Dataset entries below:

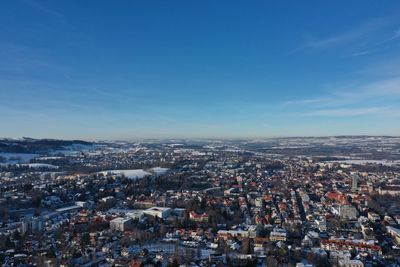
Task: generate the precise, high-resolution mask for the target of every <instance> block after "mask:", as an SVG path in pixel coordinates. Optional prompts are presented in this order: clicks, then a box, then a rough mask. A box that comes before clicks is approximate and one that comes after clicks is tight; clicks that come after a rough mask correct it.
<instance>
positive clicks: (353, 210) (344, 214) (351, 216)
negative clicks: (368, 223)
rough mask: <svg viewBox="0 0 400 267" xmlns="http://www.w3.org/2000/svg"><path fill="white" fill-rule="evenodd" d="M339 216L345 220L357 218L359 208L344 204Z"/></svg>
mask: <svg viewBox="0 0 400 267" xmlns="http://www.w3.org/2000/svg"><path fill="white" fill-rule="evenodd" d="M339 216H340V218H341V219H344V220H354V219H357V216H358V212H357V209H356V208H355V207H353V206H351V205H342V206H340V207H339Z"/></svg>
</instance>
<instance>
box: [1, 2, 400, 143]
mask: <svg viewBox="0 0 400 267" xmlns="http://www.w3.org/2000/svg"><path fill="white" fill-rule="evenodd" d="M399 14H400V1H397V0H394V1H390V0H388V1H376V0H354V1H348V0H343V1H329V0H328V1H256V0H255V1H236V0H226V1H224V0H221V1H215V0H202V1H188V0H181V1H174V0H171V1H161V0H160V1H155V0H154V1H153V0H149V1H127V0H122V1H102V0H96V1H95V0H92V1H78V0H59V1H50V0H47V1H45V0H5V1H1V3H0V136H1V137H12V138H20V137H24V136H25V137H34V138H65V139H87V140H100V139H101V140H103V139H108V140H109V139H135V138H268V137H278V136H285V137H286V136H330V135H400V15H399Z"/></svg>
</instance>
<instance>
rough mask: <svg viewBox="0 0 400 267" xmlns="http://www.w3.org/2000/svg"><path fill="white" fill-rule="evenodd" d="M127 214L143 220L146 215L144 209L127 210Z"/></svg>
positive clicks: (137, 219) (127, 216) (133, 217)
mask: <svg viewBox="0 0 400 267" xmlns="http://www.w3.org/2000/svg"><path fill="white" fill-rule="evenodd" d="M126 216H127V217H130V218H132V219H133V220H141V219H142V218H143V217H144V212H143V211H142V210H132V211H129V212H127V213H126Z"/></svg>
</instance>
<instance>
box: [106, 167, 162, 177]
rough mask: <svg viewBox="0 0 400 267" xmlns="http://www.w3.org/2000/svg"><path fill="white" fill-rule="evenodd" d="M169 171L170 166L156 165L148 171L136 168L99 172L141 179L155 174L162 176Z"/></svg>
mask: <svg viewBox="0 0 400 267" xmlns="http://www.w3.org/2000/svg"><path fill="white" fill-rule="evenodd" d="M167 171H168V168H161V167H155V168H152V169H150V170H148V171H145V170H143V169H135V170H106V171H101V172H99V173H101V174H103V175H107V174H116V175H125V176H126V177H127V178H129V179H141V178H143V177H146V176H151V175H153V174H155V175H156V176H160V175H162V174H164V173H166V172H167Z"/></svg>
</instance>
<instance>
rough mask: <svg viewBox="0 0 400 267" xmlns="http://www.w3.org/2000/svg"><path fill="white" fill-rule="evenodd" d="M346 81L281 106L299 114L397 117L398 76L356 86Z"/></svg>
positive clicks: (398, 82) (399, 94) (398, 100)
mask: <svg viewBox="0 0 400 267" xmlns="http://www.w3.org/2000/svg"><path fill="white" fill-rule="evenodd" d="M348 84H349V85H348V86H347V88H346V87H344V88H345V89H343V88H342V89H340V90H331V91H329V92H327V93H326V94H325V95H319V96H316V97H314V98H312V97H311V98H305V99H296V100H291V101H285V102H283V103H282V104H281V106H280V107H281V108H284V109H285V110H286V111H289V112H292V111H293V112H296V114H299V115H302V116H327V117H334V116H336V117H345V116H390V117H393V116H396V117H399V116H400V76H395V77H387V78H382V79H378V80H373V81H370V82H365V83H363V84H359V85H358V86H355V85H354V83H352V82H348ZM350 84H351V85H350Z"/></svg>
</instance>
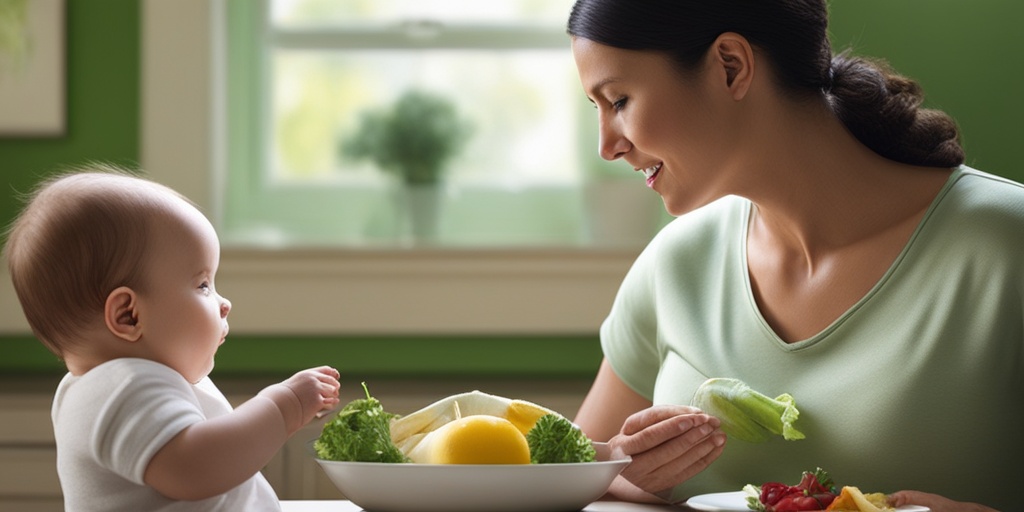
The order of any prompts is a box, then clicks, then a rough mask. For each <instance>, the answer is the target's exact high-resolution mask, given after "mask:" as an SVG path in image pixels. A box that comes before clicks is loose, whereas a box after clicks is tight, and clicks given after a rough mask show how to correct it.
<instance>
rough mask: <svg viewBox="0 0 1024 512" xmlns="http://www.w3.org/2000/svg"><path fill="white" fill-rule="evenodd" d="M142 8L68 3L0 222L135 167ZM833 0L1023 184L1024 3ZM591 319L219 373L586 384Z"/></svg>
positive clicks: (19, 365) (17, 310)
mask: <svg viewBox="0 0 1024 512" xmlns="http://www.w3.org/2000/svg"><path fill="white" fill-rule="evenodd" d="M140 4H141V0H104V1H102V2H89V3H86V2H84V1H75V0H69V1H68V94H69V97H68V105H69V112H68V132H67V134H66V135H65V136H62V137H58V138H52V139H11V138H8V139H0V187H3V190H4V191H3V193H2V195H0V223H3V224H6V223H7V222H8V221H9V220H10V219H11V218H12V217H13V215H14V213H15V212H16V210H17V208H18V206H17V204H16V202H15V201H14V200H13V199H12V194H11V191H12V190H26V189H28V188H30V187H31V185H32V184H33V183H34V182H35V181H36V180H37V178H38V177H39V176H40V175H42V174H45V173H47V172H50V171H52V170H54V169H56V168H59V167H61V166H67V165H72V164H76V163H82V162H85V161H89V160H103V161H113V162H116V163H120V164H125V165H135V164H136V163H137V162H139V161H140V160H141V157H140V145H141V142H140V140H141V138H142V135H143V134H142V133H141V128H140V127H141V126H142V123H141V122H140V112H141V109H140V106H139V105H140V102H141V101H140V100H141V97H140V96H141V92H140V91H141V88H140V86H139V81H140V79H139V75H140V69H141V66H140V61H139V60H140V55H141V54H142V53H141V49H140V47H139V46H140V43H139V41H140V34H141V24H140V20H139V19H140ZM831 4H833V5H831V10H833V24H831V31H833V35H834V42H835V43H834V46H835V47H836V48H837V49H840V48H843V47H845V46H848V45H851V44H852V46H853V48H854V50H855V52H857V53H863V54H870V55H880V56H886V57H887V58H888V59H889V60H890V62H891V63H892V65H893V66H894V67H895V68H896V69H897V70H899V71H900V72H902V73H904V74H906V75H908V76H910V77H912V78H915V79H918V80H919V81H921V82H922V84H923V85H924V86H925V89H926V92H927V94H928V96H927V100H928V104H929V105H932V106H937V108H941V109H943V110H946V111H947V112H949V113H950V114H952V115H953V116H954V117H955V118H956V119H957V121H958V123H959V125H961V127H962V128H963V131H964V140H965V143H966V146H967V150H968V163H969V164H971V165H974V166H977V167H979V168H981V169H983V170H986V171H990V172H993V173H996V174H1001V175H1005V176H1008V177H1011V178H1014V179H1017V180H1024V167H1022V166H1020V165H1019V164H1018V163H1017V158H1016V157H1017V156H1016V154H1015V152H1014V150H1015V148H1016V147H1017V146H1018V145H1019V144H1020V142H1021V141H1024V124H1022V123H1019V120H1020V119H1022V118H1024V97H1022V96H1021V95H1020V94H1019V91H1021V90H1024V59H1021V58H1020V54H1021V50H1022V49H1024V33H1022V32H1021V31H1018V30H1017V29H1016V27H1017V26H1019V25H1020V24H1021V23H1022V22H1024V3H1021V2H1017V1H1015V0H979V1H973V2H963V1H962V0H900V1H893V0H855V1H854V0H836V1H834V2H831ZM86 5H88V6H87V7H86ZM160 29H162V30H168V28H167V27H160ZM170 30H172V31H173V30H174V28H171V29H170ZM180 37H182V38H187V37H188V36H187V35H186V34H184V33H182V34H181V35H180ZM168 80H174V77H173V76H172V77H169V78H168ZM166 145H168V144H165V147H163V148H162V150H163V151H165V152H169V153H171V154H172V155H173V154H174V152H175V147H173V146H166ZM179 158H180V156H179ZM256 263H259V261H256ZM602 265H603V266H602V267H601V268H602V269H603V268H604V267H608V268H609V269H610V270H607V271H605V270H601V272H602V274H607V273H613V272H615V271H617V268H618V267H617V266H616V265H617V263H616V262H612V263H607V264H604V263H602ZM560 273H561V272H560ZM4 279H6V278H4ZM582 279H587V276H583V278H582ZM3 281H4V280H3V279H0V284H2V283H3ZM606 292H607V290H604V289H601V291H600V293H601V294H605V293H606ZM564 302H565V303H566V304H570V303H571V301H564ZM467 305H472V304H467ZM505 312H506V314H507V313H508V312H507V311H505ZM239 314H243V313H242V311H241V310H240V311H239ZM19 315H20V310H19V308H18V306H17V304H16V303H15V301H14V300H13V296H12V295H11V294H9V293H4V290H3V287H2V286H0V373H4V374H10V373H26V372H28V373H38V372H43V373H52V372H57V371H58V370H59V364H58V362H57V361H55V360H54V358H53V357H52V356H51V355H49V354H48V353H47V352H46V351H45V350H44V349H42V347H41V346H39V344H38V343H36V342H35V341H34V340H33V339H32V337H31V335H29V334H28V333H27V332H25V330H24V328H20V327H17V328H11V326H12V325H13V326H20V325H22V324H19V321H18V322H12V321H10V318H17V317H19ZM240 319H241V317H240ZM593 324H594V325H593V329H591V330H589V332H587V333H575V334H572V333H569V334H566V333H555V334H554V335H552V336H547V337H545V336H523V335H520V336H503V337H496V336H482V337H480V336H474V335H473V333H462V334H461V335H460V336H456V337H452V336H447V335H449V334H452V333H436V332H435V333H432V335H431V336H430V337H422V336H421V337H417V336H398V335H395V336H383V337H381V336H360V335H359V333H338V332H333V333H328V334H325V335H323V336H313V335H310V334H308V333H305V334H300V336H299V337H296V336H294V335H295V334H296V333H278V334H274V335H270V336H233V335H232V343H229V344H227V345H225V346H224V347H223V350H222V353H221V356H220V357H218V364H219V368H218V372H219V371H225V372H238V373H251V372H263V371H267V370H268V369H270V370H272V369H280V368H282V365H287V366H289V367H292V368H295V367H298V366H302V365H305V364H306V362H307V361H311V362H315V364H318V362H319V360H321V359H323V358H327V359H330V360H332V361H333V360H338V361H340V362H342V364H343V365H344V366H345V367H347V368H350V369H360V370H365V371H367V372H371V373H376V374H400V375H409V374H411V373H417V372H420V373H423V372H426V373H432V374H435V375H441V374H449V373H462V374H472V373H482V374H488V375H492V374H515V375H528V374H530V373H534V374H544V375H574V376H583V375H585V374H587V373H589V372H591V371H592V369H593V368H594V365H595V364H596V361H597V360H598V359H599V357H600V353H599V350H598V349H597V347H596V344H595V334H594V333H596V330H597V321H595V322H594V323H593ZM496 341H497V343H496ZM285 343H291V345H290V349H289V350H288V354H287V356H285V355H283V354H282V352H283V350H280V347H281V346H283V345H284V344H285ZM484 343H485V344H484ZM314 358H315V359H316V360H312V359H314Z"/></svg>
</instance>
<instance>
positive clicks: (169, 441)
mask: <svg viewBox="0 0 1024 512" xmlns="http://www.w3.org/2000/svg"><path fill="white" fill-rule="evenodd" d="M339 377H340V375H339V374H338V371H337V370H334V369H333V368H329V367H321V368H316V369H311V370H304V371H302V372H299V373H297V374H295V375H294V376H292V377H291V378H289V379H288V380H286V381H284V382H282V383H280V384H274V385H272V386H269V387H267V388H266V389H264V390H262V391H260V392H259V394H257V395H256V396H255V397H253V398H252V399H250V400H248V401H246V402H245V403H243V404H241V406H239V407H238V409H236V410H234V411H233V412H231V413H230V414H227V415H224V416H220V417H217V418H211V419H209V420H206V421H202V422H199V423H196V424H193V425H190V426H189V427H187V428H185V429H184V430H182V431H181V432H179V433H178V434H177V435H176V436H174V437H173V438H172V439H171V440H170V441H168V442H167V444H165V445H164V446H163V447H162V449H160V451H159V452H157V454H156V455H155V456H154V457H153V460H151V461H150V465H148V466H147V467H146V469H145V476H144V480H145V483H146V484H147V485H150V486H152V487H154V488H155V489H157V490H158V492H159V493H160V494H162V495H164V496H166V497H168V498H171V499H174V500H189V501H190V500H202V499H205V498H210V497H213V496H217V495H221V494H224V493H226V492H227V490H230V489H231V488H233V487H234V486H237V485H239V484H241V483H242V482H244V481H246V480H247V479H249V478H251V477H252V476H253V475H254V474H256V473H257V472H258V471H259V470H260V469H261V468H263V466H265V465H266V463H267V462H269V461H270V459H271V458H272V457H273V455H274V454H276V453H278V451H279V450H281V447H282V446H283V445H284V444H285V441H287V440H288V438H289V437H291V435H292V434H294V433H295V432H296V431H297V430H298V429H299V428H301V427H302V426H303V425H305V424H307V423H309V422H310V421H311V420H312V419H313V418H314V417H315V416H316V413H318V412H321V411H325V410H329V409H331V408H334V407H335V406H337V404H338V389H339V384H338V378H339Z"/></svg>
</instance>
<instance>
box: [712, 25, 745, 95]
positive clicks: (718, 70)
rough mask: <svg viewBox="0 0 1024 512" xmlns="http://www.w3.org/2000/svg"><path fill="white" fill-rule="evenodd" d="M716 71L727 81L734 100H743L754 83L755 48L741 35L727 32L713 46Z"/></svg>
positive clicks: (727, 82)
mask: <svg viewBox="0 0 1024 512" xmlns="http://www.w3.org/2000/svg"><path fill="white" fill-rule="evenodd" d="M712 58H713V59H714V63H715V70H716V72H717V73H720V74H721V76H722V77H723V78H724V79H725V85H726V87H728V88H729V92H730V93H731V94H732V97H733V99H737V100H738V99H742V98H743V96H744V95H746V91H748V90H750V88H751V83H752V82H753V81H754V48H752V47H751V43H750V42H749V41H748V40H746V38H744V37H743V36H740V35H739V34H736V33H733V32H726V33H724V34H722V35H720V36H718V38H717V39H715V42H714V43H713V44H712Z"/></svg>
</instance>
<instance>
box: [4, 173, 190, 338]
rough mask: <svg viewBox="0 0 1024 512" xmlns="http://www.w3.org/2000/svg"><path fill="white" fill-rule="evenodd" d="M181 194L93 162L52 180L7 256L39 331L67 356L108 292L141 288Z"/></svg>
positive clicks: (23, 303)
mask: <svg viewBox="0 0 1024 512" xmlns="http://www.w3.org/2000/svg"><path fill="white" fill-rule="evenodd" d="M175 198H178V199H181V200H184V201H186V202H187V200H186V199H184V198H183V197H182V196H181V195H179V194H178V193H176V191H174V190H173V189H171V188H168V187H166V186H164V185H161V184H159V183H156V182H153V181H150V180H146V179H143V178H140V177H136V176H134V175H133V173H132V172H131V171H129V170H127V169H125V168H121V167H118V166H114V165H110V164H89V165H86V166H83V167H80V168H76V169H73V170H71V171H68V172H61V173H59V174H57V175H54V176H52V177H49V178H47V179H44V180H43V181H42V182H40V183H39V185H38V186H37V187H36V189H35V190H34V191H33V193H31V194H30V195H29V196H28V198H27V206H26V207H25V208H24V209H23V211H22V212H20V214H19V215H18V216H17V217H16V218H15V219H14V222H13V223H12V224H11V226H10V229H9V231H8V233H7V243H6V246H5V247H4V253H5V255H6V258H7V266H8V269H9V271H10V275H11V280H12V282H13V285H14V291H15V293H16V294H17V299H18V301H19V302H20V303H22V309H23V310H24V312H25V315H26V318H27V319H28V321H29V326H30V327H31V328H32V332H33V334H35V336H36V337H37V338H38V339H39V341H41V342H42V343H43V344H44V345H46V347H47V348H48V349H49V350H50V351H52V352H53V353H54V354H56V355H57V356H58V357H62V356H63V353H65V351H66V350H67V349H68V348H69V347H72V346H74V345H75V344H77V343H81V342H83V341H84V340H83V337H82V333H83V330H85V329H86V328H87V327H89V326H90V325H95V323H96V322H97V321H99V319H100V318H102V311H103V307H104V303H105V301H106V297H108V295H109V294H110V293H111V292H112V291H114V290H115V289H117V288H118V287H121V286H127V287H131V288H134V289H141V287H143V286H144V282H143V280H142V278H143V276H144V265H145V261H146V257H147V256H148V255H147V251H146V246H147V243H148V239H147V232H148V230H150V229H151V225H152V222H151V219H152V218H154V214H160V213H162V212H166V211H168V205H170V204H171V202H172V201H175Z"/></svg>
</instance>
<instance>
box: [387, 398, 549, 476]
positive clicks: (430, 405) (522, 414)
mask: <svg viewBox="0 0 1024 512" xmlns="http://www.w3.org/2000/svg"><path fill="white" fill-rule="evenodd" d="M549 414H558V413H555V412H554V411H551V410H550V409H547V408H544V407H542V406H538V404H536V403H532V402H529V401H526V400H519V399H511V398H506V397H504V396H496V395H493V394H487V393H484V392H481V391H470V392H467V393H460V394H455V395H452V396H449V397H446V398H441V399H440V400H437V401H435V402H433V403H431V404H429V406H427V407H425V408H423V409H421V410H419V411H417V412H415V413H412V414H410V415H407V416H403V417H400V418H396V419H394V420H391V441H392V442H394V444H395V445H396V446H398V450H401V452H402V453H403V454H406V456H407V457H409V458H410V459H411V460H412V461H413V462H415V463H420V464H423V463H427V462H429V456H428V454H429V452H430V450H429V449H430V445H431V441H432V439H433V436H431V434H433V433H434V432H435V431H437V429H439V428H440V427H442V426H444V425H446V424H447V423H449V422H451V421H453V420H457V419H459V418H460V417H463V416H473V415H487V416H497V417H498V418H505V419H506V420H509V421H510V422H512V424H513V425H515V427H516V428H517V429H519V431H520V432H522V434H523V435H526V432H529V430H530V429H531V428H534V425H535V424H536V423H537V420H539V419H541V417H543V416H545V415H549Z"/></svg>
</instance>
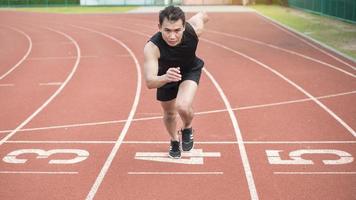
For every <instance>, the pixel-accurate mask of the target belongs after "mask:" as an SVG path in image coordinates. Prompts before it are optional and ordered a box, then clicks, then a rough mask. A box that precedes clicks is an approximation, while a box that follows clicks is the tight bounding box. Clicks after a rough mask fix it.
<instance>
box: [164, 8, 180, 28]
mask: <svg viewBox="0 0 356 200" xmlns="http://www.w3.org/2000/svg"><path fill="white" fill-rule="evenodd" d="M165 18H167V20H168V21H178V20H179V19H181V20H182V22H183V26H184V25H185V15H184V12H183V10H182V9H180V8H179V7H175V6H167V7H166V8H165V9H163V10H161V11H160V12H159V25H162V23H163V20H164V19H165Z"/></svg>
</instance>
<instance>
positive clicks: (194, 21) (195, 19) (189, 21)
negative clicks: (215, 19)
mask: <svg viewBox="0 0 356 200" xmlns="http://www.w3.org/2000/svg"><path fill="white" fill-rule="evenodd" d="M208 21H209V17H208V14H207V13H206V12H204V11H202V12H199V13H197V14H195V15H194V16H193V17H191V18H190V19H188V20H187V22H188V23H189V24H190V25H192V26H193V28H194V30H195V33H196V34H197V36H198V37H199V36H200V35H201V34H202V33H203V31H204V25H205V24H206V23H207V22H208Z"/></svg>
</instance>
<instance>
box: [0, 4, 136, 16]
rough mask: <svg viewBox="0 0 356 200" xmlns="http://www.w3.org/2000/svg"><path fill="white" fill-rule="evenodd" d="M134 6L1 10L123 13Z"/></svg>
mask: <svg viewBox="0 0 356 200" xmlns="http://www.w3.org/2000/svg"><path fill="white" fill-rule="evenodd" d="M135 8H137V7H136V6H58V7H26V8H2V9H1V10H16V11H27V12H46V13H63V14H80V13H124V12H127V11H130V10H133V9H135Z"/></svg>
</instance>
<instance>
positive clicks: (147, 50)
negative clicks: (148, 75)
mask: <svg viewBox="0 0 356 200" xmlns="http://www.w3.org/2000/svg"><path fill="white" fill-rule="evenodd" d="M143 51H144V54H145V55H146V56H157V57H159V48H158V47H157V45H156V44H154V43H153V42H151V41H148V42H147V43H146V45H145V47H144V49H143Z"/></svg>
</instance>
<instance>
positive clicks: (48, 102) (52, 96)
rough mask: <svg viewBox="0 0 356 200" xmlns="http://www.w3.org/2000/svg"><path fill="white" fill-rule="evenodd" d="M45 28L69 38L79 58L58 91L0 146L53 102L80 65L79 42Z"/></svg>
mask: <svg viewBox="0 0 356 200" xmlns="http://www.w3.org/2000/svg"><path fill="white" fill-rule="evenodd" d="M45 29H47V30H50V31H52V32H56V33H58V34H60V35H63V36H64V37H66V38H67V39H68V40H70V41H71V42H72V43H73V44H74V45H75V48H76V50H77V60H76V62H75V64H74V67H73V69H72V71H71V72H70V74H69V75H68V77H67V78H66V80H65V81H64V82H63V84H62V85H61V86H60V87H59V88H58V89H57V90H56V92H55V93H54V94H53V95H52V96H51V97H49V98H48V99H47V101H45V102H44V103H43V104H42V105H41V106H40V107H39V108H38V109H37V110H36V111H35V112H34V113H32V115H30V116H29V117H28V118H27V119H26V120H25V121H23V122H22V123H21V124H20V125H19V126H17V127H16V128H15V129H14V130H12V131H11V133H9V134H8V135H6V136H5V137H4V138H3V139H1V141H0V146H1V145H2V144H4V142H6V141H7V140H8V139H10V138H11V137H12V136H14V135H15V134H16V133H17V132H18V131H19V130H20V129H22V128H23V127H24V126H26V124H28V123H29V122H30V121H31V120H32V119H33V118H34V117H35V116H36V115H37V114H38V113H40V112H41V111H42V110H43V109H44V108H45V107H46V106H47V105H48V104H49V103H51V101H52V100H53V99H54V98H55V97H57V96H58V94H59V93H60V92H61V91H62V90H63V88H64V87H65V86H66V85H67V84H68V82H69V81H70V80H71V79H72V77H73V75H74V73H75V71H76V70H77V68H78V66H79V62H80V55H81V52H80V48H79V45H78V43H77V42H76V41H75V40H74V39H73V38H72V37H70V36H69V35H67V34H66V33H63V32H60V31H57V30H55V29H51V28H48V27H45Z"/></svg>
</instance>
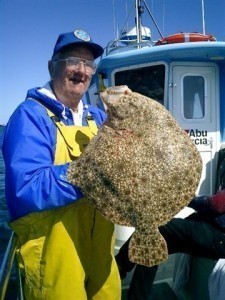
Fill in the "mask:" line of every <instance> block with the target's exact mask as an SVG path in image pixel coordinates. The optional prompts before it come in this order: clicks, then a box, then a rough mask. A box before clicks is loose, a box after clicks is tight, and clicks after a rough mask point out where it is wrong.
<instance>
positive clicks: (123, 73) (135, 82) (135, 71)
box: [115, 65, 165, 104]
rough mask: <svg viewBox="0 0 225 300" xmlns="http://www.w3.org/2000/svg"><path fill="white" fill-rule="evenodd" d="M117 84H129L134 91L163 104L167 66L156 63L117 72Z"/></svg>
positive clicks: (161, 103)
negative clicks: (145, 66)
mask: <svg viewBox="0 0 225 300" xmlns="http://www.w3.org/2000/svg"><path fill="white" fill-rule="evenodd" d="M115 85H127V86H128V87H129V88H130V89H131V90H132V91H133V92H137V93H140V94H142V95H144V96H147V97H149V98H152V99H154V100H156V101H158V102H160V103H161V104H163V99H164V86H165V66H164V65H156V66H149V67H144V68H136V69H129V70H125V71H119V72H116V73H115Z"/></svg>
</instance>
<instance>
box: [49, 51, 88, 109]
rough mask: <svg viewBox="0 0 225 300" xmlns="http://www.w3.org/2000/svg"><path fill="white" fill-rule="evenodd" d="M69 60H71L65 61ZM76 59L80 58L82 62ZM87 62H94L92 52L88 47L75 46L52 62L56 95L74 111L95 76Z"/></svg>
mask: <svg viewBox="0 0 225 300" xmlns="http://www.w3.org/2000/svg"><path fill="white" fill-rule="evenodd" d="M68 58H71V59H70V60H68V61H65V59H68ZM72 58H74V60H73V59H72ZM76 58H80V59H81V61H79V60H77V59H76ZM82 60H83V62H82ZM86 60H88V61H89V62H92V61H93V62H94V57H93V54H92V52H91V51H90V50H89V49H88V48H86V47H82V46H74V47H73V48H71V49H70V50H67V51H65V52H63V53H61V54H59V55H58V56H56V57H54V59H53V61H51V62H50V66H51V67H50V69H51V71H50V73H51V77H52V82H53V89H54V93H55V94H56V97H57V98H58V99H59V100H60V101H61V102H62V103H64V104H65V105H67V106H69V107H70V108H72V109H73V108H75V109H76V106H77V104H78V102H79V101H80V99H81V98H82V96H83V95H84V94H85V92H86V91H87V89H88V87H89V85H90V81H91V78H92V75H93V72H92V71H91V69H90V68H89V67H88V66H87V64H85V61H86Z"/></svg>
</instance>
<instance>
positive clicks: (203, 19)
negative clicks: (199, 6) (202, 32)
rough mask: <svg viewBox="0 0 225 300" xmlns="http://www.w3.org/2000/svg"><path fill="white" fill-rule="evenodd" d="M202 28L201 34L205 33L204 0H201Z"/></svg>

End of Dataset entries.

Write out the stored items from the start through the line that has "negative clicks: (368, 223)", swapping "negative clicks" for "negative points" and keeping everything else the same. Leave the pictures out.

Task: generate the precise, high-resolution mask for the target of every <instance> block after "mask:", as an SVG path in pixel coordinates. Optional prompts are presented in this order: clicks, then a box, then a rough mask. A box that comes before clicks is approximate and one that comes after clicks is tight; clicks that come after a rough mask correct it.
<instance>
positive clicks: (353, 210) (344, 214) (351, 216)
negative points: (368, 223)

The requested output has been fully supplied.